= GOAL =
Look below for the line containing "In this exercise you will pick out the small". Output it and each remaining line of the entries exactly, and nothing else.

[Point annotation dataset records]
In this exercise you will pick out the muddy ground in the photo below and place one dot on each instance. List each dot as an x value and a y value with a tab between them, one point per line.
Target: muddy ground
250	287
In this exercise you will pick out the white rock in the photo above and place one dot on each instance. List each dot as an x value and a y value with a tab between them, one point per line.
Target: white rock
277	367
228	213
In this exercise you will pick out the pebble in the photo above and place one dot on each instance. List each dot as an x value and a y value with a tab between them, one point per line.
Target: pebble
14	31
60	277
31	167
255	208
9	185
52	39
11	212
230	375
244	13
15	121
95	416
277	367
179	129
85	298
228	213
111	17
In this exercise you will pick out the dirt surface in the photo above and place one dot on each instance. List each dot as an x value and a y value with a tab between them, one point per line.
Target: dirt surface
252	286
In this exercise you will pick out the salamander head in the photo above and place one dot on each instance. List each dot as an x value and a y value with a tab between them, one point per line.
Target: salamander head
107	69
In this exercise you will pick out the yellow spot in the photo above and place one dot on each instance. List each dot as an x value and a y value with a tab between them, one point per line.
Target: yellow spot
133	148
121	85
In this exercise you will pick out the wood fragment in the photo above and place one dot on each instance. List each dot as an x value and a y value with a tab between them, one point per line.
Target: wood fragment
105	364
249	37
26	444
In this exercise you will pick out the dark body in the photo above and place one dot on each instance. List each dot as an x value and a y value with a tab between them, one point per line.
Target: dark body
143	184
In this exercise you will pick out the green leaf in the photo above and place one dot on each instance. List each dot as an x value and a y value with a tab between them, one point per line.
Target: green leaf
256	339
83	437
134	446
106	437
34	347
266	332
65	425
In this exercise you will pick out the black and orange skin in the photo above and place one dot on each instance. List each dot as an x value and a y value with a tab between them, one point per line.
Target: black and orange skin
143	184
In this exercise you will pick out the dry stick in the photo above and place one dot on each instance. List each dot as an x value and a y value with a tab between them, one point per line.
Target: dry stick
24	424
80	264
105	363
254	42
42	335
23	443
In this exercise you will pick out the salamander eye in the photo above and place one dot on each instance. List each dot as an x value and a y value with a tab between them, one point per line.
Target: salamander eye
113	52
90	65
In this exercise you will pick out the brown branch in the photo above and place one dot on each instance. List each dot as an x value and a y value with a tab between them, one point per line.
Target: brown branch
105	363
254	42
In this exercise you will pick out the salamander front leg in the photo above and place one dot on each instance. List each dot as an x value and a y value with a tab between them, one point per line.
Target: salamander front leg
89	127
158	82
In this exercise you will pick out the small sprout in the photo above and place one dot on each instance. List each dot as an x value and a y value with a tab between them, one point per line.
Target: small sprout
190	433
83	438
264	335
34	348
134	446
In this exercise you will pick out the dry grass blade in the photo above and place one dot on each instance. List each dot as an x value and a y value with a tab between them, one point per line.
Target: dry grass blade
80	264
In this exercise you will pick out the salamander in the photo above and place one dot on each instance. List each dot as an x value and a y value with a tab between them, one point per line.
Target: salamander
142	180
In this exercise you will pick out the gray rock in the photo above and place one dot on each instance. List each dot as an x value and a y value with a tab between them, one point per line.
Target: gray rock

= WRITTEN SOLUTION =
In this exercise you will pick out the small sprout in the photo above and place one dot on each instance. List each dot as an x value and a y value with a tab between them, one point per line.
Target: small sprout
190	433
83	438
264	335
34	348
134	446
In this exercise you will pick out the dry grass blade in the photo above and place one dot on each instance. List each dot as an x value and a y value with a tab between them, one point per line.
Target: dry grass blade
80	264
In this exercise you will pick out the salamander in the photo above and place one dot on each instance. List each dot as an x value and a y value with a tab between them, one point per line.
Target: salamander
142	180
In this exercise you will pick out the gray rock in the photo above and place one dot on each instance. List each dot as an x value and a y value with a tab between them, one point per line.
Target: gray rock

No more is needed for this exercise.